DOCUMENT SEGMENT:
◆ ◆ ◆

Political Misfits

Is This a Relief? Who’s Rescuing Who?

A $2 trillion relief bill cleared the US Senate, but who will it truly relieve?
Sputnik

A pandemic is causing a medical and economic crisis in the US under a Republican president, and still the Democrats are managing to lose the perception race. The party needs Bernie Sanders and his campaign as a nerve center for collaboration and hard-nosed policy if they’re going to be of any use in this crisis.

Dr. Margaret Flowers, co-director of Popular Resistance and a member of the steering committee of HOPE - Health Over Profit, joined hosts Bob Schlehuber and Jamarl Thomas to break down the massive COVID-19 spending bill being heralded as a major victory. It’s an injection of money into a system that we already know has been failing Americans for decades. Why are we bailing out the corporations and industries supported by taxpayer money year after year? Where is the accountability? And why is our government still underestimating the duration of this crisis?

◆ ◆ ◆

[Saved entries]
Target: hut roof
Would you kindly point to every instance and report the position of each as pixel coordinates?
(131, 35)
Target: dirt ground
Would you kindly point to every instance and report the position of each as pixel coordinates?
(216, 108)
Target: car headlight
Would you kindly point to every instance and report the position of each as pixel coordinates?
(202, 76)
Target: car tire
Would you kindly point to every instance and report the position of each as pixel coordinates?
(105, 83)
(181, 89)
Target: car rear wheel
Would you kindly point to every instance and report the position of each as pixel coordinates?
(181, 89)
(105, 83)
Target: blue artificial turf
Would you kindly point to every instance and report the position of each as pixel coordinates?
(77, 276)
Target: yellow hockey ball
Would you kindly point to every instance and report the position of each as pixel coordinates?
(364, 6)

◆ ◆ ◆

REQUIREMENT 1: How would you say this sentence from the relief bill article in Spanish: "A $2 trillion relief bill cleared the US Senate, but who will it truly relieve?"
REQUIREMENT 2: In the relief bill article, which hosts did Dr. Margaret Flowers join?

EXPECTED ANSWER 1: Un proyecto de ley de ayuda de 2 billones de dólares fue aprobado por el Senado de EE. UU., pero ¿a quién aliviará realmente?

EXPECTED ANSWER 2: Bob Schlehuber and Jamarl Thomas.